- Task description -
Locate each line in the listing below that contains the string "closet", and copy those lines. Case matters, so match only that capitalization.

- Items -
┄┄┄┄┄┄

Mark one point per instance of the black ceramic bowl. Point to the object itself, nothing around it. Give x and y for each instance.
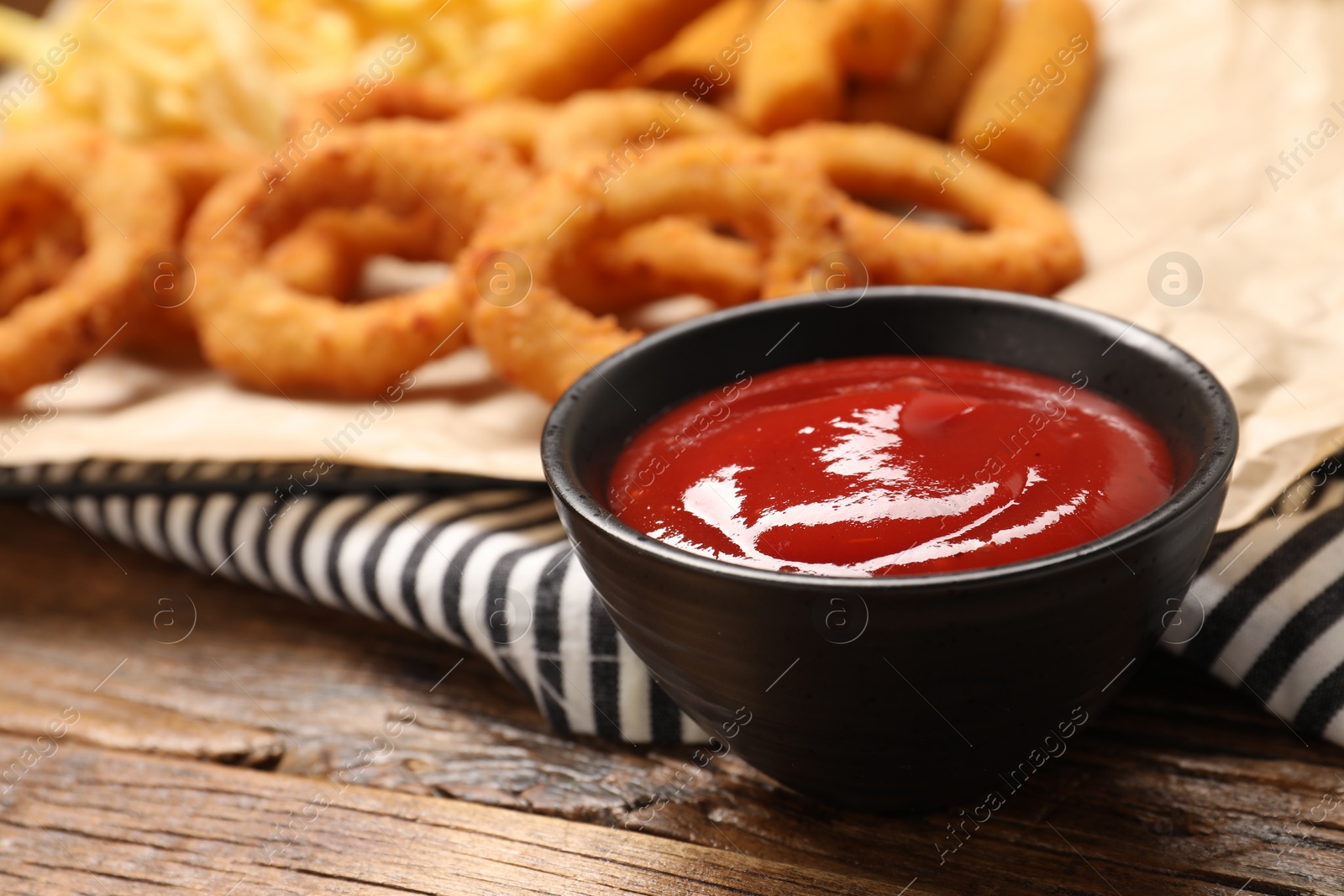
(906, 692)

┄┄┄┄┄┄

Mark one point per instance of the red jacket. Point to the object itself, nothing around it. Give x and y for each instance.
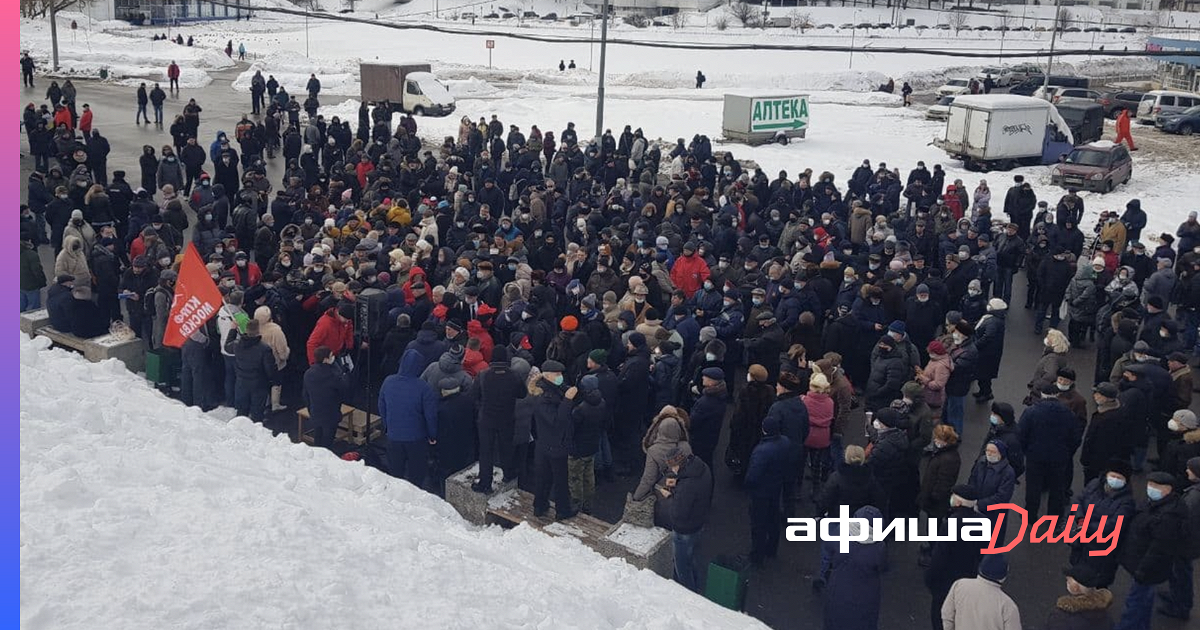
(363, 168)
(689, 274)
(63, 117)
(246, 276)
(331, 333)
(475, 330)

┄┄┄┄┄┄

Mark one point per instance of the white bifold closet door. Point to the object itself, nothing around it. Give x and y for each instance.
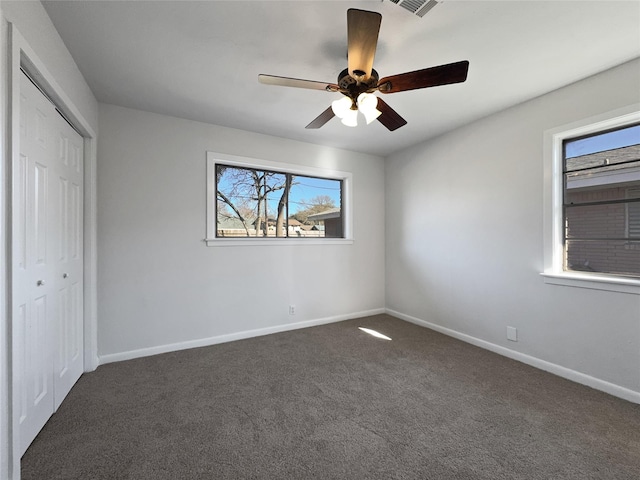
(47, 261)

┄┄┄┄┄┄

- The result -
Mark one point per instance of the white bifold closet door. Point to the object itself, nothing around it. Give x and y for each instance.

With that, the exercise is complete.